● TASK TO COMPLETE:
Make an exact copy of the listing below.

● DATA SUPPLIED:
──────

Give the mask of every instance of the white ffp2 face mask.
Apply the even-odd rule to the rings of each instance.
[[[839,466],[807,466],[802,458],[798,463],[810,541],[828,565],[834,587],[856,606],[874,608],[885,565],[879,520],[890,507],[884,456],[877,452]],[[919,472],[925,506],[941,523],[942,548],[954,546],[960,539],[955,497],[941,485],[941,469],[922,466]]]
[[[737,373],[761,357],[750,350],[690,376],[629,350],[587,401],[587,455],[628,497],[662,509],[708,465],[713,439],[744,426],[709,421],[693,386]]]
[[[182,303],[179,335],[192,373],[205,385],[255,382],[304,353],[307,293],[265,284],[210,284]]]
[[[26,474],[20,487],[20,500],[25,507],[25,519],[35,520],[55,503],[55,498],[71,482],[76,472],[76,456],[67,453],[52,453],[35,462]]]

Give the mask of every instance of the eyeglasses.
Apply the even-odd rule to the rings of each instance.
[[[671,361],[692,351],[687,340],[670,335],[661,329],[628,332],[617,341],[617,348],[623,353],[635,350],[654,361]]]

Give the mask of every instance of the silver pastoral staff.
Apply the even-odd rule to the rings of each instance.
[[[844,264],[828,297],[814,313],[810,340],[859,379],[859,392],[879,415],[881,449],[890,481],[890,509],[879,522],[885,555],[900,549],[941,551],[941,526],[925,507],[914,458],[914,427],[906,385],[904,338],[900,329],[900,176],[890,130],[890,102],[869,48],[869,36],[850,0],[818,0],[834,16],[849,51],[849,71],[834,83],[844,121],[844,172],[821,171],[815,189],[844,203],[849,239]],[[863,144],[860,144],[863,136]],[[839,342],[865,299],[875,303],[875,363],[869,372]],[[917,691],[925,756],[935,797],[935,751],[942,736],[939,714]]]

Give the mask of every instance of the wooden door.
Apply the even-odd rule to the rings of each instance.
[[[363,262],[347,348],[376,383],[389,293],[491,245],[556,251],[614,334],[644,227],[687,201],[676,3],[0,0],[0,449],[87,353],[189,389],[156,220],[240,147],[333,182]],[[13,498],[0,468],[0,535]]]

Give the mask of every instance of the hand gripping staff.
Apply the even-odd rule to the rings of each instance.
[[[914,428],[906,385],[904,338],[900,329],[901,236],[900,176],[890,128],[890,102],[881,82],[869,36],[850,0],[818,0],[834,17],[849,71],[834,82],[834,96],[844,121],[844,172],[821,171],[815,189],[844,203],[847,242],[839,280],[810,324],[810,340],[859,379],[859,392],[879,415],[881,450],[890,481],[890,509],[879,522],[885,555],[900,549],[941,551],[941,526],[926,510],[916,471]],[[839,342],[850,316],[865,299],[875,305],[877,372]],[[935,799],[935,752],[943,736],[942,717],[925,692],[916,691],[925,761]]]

──────

● ANSWER TO THIS EXERCISE:
Give the mask of every instance of the white ffp2 face mask.
Apply the even-odd rule to the rings of each instance.
[[[839,466],[807,466],[802,458],[798,463],[810,541],[828,565],[834,587],[856,606],[874,608],[885,565],[879,520],[890,507],[884,456],[877,452]],[[919,472],[925,506],[941,523],[942,548],[954,546],[960,539],[955,497],[941,485],[941,469],[922,466]]]
[[[737,373],[761,357],[750,350],[690,376],[629,350],[587,401],[587,455],[628,497],[662,509],[708,465],[713,439],[744,426],[709,421],[693,386]]]
[[[182,303],[179,335],[192,373],[205,385],[255,382],[304,353],[307,293],[265,284],[210,284]]]
[[[26,474],[20,487],[20,500],[25,507],[25,519],[35,520],[55,503],[55,498],[71,482],[76,472],[76,456],[67,453],[52,453],[35,462]]]

Give the mask of every instance of the eyeglasses.
Apply the even-odd rule to the rings of each instance.
[[[671,361],[692,351],[687,340],[670,335],[661,329],[628,332],[617,341],[617,348],[623,353],[635,350],[654,361]]]

Give the mask of every instance of the silver pastoral staff.
Apply the even-odd rule to the rings of each instance.
[[[844,264],[828,297],[814,313],[810,340],[859,379],[859,392],[879,415],[881,449],[890,481],[890,509],[879,522],[885,555],[900,549],[941,551],[941,526],[925,507],[914,458],[914,427],[906,385],[904,338],[900,329],[900,176],[890,130],[890,102],[869,48],[869,36],[850,0],[818,0],[834,16],[849,51],[849,71],[834,83],[844,121],[844,172],[821,171],[815,189],[844,203],[849,239]],[[863,144],[860,144],[863,136]],[[839,342],[865,299],[875,303],[875,363],[869,372]],[[917,691],[925,756],[935,797],[935,751],[942,736],[939,714]]]

Give the mask of every instance of the wooden door.
Apply the even-odd rule to the rings of each instance.
[[[363,262],[347,348],[376,383],[389,293],[491,245],[556,251],[614,334],[644,227],[687,201],[676,3],[0,0],[0,449],[87,353],[189,389],[156,220],[240,147],[333,182]],[[13,498],[0,468],[0,535]]]

Give the mask of every instance of the hand gripping staff.
Apply the even-odd rule to the rings of each instance.
[[[914,428],[906,385],[904,338],[900,329],[901,236],[900,176],[890,128],[890,102],[881,82],[869,36],[850,0],[818,0],[834,17],[849,71],[834,82],[834,96],[844,121],[844,172],[821,171],[815,189],[844,203],[847,242],[839,280],[810,324],[810,340],[859,379],[859,392],[879,415],[881,450],[890,481],[890,509],[879,522],[885,555],[900,549],[941,551],[941,526],[926,510],[916,471]],[[839,342],[850,316],[865,299],[875,305],[877,372]],[[935,799],[935,752],[943,736],[942,717],[925,692],[916,691],[925,761]]]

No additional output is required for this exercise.